WHAT YOU NEED TO DO – Filter the data below, keeping only lines that contain "white".

○ ○ ○ ○ ○

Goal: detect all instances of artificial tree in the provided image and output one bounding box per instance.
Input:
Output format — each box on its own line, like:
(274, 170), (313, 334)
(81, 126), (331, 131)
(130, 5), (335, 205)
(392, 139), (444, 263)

○ ○ ○ ○ ○

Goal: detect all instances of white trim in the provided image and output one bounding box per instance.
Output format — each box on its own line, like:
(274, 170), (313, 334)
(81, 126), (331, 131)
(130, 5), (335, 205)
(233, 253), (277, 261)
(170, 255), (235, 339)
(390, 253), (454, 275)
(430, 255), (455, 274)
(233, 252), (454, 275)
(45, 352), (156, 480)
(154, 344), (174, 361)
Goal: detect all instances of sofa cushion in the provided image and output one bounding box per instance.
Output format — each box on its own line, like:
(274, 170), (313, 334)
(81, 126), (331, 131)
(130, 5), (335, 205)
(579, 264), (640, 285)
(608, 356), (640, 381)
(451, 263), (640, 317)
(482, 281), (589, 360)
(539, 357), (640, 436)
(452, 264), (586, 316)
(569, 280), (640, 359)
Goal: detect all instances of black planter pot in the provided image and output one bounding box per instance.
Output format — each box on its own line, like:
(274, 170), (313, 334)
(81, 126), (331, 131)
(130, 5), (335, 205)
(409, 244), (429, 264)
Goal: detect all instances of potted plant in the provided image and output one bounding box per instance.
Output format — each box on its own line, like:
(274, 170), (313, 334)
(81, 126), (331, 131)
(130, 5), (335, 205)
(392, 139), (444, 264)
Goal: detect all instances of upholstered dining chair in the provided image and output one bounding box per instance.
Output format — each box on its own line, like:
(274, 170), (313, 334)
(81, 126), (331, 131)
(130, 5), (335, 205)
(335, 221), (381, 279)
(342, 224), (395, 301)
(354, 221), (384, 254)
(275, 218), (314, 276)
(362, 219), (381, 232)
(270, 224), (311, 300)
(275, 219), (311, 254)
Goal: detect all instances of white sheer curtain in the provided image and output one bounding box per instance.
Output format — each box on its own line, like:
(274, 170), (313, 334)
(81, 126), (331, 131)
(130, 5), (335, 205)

○ ○ ○ ○ ○

TASK RESPONSE –
Goal: detect all instances of white trim in the provided image and output one bounding box per instance.
Goal: detect all instances of white sheer curtain in the provided image and output one bounding box per instance.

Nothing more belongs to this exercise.